--- EXTRACTED TEXT Enclosed Below ---
Firms that strengthen and rationalize their operational activities will surmount the many cost pressures facing the fund industry.
Aside from operating in a challenging return environment, the buy-side is facing a number of cost pressures. These have been caused by a multitude of factors, including rising regulatory and operational spending, in addition to investors taking a harder line on fees. If the industry is to weather these difficulties, it will need to strengthen and rationalize some of its operational activities.
The Covid-19 crisis exposed a number of fragilities at traditional and alternative asset managers as returns temporarily plummeted. Since the worst of the volatility, the market has partially recovered with performance improving and redemption activity decelerating. Hedge funds, for example, registered their best monthly returns in more than 10 years in May as markets gradually reopened.
Although this recovery is positive, the performance of active fund managers and hedge funds has come under criticism since the financial crisis. For example, S&P Global found that 80% of active equity fund managers failed to beat their benchmarks over a 10 to 15-year time horizon. The first quarter of 2020 has not been any different. S&P Global data shows that while fund returns declined by 22.7%, the benchmarks were down 22.4%. Similarly, hedge fund alpha has also dissipated since the 2008 crisis, with risk adjusted returns averaging -0.8% over the last ten years.
--- End of Enclosed EXTRACTED TEXT ---
REQUIRED ACTION 1:
List every percentage figure given in the fund industry text.
REQUIRED ACTION 2:
Transcribe the fund industry text between "Aside from operating" and "markets gradually reopened.", inclusive.
These lines were drawn from a separate source.
--- THE DATA Enclosed Below ---
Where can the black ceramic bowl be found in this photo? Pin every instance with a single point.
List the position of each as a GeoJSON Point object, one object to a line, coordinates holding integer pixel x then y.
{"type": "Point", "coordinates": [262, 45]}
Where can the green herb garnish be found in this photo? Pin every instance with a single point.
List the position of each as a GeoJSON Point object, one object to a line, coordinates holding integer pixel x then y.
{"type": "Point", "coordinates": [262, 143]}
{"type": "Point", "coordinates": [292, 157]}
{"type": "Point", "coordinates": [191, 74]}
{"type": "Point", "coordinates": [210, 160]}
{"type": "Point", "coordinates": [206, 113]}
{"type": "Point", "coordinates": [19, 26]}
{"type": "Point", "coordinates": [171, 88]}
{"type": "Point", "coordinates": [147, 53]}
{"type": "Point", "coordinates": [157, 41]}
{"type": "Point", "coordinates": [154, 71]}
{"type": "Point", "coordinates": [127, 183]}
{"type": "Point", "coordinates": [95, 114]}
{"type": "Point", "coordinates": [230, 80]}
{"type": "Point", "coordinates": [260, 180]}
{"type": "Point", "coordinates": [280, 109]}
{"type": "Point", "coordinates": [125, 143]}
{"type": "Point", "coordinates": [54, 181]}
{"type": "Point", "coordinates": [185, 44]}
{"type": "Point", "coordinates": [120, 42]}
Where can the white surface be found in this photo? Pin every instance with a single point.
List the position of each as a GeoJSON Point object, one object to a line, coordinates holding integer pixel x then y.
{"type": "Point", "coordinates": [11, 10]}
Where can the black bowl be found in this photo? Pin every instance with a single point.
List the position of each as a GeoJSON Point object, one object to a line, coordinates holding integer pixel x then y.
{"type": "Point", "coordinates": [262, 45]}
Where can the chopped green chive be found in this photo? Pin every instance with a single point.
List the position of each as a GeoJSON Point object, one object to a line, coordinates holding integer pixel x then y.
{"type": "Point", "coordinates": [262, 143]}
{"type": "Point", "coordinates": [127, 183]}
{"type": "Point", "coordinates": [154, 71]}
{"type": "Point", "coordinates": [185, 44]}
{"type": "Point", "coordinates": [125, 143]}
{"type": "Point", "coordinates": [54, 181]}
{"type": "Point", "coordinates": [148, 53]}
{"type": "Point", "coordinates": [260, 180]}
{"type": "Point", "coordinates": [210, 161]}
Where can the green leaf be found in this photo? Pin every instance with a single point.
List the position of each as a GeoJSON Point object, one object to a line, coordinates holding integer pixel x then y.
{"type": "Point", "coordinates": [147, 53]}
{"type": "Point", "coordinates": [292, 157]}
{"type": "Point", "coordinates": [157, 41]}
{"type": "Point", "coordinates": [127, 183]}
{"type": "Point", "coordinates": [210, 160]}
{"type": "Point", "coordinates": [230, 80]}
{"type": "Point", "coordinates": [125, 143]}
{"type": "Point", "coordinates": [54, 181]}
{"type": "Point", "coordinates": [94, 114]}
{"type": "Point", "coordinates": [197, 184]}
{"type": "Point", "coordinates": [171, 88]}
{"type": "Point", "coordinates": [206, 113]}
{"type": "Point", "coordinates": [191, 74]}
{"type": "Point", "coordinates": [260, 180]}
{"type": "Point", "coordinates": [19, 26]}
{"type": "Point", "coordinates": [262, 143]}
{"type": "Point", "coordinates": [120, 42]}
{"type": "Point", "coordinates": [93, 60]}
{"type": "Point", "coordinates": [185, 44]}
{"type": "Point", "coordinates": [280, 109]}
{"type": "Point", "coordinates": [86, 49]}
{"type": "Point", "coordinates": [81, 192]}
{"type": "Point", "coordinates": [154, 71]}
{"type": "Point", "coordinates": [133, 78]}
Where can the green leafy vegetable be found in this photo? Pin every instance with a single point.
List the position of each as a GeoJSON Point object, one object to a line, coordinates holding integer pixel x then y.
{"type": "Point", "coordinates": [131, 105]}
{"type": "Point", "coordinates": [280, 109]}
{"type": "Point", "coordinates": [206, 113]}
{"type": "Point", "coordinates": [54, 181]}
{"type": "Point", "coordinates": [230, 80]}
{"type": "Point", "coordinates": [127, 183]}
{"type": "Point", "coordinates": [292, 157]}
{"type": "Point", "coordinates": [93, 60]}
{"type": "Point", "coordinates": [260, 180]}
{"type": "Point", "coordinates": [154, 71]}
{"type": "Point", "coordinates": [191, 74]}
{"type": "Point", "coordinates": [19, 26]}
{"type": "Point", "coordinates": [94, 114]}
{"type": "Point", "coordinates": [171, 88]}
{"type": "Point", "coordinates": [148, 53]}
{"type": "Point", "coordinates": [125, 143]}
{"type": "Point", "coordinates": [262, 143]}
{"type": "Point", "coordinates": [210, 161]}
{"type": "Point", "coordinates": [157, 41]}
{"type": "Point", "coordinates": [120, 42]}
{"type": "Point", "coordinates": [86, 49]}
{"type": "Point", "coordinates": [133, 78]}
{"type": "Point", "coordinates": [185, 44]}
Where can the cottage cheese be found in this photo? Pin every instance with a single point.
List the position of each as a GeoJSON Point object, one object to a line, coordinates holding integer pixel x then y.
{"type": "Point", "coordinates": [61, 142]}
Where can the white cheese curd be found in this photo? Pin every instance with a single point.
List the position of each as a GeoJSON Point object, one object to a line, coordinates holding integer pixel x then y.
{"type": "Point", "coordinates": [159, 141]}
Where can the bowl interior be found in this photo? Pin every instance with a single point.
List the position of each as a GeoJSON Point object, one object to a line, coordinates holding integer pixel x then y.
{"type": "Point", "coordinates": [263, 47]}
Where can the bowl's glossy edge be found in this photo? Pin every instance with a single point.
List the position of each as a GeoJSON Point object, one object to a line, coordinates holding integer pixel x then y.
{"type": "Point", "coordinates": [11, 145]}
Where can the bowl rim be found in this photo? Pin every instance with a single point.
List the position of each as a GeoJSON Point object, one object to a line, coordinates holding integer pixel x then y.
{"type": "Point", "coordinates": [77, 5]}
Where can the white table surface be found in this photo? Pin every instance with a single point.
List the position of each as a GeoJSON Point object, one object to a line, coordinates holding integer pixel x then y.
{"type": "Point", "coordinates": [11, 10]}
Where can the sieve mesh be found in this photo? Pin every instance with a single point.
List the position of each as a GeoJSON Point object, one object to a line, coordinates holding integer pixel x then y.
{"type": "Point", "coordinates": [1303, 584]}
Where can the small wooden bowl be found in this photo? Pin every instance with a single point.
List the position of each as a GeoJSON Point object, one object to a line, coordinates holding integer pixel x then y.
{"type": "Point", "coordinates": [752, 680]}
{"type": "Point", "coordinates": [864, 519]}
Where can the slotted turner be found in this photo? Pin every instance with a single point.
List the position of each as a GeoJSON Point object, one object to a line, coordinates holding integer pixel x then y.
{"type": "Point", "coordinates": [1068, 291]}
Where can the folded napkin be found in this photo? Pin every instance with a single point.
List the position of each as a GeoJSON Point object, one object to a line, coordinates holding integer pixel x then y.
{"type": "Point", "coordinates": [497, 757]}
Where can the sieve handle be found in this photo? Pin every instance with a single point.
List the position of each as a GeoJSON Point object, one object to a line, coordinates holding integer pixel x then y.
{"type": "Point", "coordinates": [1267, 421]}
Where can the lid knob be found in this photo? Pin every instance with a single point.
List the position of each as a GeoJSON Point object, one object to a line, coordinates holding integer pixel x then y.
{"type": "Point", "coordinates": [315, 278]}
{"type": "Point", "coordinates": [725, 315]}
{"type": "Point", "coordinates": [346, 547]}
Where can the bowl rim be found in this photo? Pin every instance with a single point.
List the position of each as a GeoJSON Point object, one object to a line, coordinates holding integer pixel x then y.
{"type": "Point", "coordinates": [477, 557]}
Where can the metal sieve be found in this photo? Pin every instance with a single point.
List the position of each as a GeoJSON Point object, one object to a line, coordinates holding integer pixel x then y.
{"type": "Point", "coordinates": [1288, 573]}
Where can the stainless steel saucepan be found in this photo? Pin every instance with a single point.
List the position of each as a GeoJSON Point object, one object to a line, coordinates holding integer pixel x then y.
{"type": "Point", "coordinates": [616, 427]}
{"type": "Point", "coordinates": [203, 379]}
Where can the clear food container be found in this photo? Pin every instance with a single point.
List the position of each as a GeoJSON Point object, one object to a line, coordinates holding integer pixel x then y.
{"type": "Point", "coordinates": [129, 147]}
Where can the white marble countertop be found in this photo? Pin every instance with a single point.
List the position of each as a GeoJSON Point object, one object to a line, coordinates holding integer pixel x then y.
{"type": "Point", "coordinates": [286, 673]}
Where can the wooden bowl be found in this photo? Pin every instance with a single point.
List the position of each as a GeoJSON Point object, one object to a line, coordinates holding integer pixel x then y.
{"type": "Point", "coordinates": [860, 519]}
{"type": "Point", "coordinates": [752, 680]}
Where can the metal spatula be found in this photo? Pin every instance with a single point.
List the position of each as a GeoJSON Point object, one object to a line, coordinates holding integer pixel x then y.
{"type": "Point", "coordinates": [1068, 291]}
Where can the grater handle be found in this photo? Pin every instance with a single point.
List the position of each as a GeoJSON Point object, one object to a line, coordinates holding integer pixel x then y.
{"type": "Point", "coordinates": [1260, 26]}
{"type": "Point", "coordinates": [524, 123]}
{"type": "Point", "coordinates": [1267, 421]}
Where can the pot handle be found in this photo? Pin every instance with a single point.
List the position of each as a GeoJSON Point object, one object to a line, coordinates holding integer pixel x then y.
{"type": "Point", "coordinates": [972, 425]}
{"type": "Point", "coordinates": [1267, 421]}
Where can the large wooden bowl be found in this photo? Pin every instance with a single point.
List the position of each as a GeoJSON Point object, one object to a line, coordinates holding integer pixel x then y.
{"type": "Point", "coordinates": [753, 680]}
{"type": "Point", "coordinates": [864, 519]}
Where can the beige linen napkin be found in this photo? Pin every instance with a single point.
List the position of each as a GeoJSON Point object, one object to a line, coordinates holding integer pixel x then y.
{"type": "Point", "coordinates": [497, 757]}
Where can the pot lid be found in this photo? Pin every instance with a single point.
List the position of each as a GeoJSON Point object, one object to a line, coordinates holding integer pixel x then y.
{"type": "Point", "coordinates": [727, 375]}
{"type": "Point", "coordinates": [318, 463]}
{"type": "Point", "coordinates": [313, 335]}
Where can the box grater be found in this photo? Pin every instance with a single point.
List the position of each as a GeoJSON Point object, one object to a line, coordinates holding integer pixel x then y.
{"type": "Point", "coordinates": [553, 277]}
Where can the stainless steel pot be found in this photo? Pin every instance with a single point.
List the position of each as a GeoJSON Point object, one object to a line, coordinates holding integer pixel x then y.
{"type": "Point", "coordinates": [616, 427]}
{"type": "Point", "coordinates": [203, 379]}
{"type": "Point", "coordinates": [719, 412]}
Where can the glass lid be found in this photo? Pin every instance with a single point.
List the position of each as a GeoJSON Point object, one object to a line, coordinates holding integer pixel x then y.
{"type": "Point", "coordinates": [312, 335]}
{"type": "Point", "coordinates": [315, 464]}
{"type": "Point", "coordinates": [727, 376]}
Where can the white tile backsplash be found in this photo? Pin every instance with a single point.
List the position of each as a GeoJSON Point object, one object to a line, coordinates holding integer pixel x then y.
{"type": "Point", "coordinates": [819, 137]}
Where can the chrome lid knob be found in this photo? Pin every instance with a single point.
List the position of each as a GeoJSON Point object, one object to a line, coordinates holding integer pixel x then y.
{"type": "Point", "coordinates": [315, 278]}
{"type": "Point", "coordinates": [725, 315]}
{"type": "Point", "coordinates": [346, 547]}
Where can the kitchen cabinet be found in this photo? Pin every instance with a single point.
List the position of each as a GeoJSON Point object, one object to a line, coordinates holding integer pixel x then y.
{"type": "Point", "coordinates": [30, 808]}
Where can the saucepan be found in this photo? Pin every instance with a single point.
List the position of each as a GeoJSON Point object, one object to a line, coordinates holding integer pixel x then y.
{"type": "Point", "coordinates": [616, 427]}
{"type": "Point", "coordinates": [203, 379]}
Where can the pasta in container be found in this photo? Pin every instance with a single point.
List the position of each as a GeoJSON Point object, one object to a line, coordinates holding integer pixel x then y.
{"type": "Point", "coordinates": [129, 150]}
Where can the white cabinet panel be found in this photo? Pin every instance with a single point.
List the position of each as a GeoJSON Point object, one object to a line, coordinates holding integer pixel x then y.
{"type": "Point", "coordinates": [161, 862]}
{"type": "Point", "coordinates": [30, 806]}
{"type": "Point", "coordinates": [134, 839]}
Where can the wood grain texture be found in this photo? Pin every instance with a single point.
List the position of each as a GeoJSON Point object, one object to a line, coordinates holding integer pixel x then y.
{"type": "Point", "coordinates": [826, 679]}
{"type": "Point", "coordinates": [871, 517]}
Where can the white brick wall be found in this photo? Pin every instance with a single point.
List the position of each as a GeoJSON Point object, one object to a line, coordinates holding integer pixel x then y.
--- End of Enclosed THE DATA ---
RESPONSE AREA 1:
80%, 22.7%, 22.4%, -0.8%

RESPONSE AREA 2:
Aside from operating in a challenging return environment, the buy-side is facing a number of cost pressures. These have been caused by a multitude of factors, including rising regulatory and operational spending, in addition to investors taking a harder line on fees. If the industry is to weather these difficulties, it will need to strengthen and rationalize some of its operational activities.
The Covid-19 crisis exposed a number of fragilities at traditional and alternative asset managers as returns temporarily plummeted. Since the worst of the volatility, the market has partially recovered with performance improving and redemption activity decelerating. Hedge funds, for example, registered their best monthly returns in more than 10 years in May as markets gradually reopened.